▸ Exercise text
=-=-=
Something happens to a woman when she reaches middle age. She’s basically had enough of everything and certainly enough of acting as the giver. I once heard women joke that menopause stands for “pause from men” and in a way it does.
My naturopath and experts on menopause inform me that when the change comes she’s ready to let go of baggage. She wants to spend time absorbing vibrations from the natural world. And she longs to go deeper with God, Source, or the Divine Feminine (whatever name you have for the cosmos).
But I don’t have to rely on experts for this information since it’s happening firsthand for me. After I turned 51 years old, I stopped the monthly bleeding or what I once called the monthly curse. I sweated and burned my way through the year and now I’m ready to head to a mountain with the women closest to me and celebrate a rite of passage.
It’s true that I don’t want to be around men who never gave up their teenage angst or habits. I don’t want to live in a home that resembles a bachelor pad. I don’t want to clean up after anyone and I don’t want to get saddled babysitting someone’s kids. I have nothing against children or teens as I prepare for my mentoring years, however, my freedom and space became luxuries and not something I willingly relinquish. I am the quintessential free spirit these days.
I burned away my insecurities and reached that a place of self-actualization. Meaning, I finally don’t care what anyone thinks or feels about me. This doesn’t give me the excuse to act badly towards others, but it does permit me the freedom to act authentic. I also am no longer a game-player whether that’s in the job market or in the political arena. My intuition has expanded to the point where my BS detector is constantly on alert. And when I dress nicely these days it’s for myself or to bring beauty into the world and not to get attention from men.
I have always experienced the Artemis archetype or perhaps I’m a bit roughshod like the huntress Diana who turned a man into a stag because he peeked at her naked body. Then she sent her hounds after the man–poor guy, he didn’t have a chance. During the menopause years, Artemis transforms into the wise crone Hecate–not that I want my body to shrivel up like a prune anytime soon.
Depending on the archetype that defines a woman, she experiences menopause in her own unique way. The mother archetype feels distraught over the empty nest when her children leave home. But now she can delve into her real dreams and create something substantial for the world.
=-=-=
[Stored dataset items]
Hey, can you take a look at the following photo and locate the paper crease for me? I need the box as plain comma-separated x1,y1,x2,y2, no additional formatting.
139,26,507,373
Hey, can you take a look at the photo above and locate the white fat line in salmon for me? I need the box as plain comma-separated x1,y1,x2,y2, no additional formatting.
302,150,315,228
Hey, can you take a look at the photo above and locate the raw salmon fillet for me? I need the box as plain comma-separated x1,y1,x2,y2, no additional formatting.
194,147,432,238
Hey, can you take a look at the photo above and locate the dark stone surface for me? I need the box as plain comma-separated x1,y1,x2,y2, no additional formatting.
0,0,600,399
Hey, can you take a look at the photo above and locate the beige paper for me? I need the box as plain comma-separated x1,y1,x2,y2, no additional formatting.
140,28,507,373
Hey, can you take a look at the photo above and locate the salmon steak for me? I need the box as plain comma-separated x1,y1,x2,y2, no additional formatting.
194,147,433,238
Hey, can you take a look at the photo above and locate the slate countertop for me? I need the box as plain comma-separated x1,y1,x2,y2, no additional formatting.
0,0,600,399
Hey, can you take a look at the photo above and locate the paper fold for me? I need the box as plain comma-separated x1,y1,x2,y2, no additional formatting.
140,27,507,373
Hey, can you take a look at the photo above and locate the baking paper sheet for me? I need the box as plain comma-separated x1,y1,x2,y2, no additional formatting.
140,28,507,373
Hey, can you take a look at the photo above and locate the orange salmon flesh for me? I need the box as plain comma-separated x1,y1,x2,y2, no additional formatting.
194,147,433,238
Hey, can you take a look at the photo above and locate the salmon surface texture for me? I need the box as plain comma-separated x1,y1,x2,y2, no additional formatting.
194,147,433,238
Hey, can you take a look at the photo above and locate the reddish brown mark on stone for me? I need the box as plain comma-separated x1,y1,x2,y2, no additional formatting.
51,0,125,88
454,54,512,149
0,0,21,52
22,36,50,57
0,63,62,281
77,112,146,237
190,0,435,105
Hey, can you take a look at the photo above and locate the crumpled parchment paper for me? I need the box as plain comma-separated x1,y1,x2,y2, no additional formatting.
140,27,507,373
=-=-=
▸ Exercise requirements
a) In the essay on menopause, after reaching what age did the writer stop the monthly bleeding?
b) Continue the essay on menopause, starting after its last sentence.

▸ Results
a) After turning 51 years old.

b)
The Aphrodite archetype learns that plastic surgery and chasing after men will not bring her wisdom or true sustenance. Aging is her greatest fear as is the loss of power as men turn away from her aging face and sagging breasts. She sails through the passage successfully if she redirects her focus from her sexual body to her heart.
The Artemis/Diana Archetype struggles with her ambitions. If she has not risen to the heights she envisioned as a young adult, she might take it out on her co-workers or peers. She might become embittered and take it out on those she sees as entitled such as white men. If she ventures in a positive direction she reassesses her career and veers onto a new course. She might return to school or forge a career as an entrepreneur. She certainly has the hunting and networking skills work for her, but she requires redirection. Often times she believes she holds the same dreams she had in her twenties.
Originally, I planned on writing a wickedly funny post on pause from men. Instead, I ended up writing about Greek archetypes. Such is life. But I do know this. It’s perfectly okay if menopausal women experience their Liz Gilbert moments and divorce their husbands. It’s not that they can’t stand their husbands (or maybe that is the case), but that a more expanded version of themselves begs for exploration.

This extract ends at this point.